━━━ DATASET RECORDS ━━━

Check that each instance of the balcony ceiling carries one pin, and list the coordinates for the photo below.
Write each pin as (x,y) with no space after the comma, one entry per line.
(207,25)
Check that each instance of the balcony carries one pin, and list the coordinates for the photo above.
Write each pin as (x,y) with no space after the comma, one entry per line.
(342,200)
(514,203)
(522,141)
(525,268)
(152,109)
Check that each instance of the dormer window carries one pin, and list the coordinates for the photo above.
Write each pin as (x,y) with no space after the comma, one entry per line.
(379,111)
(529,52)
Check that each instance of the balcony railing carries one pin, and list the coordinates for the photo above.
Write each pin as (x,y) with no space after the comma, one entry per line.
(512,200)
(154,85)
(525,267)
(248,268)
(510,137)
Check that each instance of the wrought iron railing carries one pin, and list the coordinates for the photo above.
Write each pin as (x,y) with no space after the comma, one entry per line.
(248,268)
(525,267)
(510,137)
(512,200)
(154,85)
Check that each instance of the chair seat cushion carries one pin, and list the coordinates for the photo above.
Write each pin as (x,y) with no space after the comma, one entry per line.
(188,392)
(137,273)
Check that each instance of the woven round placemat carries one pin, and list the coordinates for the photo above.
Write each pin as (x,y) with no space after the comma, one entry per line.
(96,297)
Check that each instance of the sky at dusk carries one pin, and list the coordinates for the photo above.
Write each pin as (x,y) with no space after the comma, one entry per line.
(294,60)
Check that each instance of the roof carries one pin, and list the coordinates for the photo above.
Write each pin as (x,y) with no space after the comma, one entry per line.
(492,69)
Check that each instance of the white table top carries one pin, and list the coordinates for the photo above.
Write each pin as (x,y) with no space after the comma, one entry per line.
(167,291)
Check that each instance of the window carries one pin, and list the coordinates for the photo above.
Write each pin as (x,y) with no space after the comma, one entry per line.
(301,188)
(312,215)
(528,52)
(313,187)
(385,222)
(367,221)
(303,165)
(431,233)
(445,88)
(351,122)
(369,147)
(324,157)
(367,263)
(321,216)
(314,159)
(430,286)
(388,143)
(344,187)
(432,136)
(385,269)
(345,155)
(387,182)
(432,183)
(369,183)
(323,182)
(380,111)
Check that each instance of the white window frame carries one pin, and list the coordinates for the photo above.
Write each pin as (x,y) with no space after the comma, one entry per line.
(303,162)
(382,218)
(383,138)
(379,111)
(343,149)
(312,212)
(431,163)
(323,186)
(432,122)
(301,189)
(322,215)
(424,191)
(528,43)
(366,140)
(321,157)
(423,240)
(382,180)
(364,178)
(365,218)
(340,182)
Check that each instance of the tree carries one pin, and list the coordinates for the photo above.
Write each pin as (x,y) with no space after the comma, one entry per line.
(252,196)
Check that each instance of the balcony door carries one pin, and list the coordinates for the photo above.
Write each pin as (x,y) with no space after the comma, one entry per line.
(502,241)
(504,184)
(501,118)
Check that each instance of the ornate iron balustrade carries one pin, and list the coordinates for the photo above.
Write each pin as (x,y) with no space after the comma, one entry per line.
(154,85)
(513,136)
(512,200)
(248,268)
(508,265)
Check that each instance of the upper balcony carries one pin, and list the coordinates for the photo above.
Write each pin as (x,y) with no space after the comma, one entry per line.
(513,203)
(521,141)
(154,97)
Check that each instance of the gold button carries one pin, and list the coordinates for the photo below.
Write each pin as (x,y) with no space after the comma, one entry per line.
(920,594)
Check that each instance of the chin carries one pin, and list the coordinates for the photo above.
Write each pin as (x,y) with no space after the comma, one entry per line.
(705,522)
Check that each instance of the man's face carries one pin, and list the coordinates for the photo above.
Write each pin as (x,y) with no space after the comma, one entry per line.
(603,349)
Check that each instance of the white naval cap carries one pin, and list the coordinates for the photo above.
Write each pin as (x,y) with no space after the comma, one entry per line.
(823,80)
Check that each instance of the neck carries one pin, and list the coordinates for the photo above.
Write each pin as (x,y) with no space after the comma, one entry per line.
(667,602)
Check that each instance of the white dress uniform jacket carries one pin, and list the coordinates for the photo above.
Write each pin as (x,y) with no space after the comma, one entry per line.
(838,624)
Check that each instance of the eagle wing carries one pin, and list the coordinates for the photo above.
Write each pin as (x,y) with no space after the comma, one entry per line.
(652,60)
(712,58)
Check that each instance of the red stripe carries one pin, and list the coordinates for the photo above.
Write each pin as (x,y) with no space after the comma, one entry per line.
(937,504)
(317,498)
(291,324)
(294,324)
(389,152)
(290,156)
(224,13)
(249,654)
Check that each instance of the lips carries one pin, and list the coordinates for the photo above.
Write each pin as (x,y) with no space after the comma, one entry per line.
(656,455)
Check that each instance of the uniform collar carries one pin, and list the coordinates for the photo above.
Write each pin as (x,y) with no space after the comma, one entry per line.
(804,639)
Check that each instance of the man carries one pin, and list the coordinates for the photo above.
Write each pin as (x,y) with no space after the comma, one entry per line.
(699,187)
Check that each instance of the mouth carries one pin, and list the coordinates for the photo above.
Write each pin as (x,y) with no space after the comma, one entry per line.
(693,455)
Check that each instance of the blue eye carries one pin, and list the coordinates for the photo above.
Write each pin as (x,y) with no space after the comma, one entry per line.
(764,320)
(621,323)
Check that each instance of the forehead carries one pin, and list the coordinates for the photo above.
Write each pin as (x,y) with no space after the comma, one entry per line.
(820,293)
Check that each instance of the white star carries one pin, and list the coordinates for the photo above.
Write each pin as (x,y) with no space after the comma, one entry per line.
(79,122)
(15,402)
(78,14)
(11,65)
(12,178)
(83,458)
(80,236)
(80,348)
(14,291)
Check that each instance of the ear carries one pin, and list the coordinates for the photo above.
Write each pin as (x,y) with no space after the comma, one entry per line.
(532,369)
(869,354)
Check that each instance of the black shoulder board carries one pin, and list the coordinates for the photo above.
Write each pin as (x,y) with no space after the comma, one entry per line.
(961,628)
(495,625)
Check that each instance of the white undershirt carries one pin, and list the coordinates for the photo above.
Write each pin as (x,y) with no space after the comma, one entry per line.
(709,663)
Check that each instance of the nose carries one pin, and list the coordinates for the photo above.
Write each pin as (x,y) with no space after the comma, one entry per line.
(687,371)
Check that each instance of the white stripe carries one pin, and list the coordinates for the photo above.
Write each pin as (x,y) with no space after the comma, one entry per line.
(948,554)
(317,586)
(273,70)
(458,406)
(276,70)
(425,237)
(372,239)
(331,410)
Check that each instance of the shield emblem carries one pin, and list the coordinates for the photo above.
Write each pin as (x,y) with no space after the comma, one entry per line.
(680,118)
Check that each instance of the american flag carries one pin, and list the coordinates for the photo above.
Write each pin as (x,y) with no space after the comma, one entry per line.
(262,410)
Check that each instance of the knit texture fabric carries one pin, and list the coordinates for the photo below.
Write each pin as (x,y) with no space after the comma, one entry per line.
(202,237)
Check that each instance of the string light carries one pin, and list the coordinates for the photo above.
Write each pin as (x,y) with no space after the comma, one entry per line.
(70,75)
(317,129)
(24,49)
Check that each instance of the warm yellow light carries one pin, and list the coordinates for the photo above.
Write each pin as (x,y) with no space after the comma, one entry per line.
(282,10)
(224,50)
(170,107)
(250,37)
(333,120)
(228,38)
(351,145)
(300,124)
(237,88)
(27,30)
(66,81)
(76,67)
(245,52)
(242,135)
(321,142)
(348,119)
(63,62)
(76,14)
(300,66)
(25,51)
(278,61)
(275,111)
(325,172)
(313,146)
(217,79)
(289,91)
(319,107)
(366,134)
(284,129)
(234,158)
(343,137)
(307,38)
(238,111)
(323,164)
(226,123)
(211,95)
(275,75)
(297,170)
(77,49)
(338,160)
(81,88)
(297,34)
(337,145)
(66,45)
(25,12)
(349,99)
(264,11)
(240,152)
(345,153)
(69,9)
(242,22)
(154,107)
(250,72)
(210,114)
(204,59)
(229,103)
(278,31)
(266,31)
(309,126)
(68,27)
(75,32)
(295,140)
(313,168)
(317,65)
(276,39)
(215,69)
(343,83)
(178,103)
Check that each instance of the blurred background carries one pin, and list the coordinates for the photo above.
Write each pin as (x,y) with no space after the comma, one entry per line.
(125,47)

━━━

▶ [WHAT YOU HAVE TO DO] Starting at the line that contains "Check that each instance of the blurred", output each remaining line of the listing, the last line included, exactly as it appears.

▶ [CORRECT RESPONSE]
Check that each instance of the blurred background carries one pin, and list the coordinates for the photo above.
Write each pin as (x,y) with no space after the comma, one entry per line.
(125,47)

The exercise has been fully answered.